• Provided records
►

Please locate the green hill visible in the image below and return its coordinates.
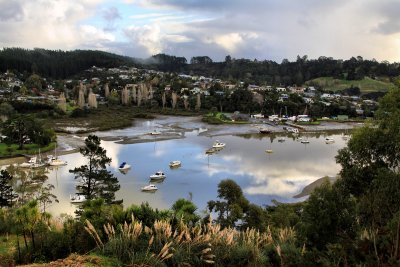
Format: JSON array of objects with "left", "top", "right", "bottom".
[{"left": 306, "top": 77, "right": 395, "bottom": 93}]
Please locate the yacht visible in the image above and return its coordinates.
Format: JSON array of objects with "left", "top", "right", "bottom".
[
  {"left": 19, "top": 157, "right": 37, "bottom": 168},
  {"left": 169, "top": 160, "right": 181, "bottom": 168},
  {"left": 141, "top": 184, "right": 158, "bottom": 192},
  {"left": 19, "top": 156, "right": 46, "bottom": 168},
  {"left": 325, "top": 137, "right": 335, "bottom": 144},
  {"left": 213, "top": 140, "right": 226, "bottom": 148},
  {"left": 149, "top": 130, "right": 161, "bottom": 135},
  {"left": 118, "top": 161, "right": 131, "bottom": 171},
  {"left": 47, "top": 148, "right": 67, "bottom": 166},
  {"left": 260, "top": 128, "right": 271, "bottom": 134},
  {"left": 150, "top": 171, "right": 166, "bottom": 180}
]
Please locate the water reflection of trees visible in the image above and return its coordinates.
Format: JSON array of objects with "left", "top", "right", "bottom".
[{"left": 6, "top": 165, "right": 59, "bottom": 212}]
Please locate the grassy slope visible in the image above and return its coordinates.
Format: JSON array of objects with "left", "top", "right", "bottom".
[
  {"left": 0, "top": 143, "right": 56, "bottom": 158},
  {"left": 306, "top": 77, "right": 395, "bottom": 93}
]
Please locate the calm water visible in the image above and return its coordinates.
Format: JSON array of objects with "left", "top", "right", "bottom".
[{"left": 38, "top": 124, "right": 345, "bottom": 218}]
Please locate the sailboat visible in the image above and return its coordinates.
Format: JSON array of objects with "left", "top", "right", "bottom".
[{"left": 47, "top": 147, "right": 67, "bottom": 166}]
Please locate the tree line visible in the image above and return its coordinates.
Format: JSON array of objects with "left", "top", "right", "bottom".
[
  {"left": 0, "top": 48, "right": 400, "bottom": 86},
  {"left": 0, "top": 86, "right": 400, "bottom": 266}
]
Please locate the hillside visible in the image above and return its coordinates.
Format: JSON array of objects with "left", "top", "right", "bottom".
[
  {"left": 306, "top": 77, "right": 395, "bottom": 94},
  {"left": 0, "top": 48, "right": 135, "bottom": 79}
]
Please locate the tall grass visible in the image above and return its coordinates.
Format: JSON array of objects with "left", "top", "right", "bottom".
[{"left": 85, "top": 216, "right": 296, "bottom": 266}]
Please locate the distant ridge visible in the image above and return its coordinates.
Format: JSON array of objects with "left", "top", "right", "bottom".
[
  {"left": 0, "top": 48, "right": 135, "bottom": 79},
  {"left": 0, "top": 48, "right": 400, "bottom": 92}
]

◄

• To do
Output the stretch of the entries from the line containing "Please locate the tall" through the end as a Markdown table with the columns Row and Line. Give each line its own numbered row and leave out any blank lines.

• Expected output
| Row | Line |
|---|---|
| 1 | Please locate the tall grass visible in the image above and return its coordinates. |
| 2 | Format: JSON array of objects with "left", "top", "right", "bottom". |
| 3 | [{"left": 85, "top": 216, "right": 296, "bottom": 266}] |
| 4 | Please locate the distant ridge visible in the image above and return its coordinates. |
| 5 | Format: JSON array of objects with "left", "top", "right", "bottom". |
| 6 | [ |
| 7 |   {"left": 0, "top": 48, "right": 135, "bottom": 79}, |
| 8 |   {"left": 0, "top": 48, "right": 400, "bottom": 92} |
| 9 | ] |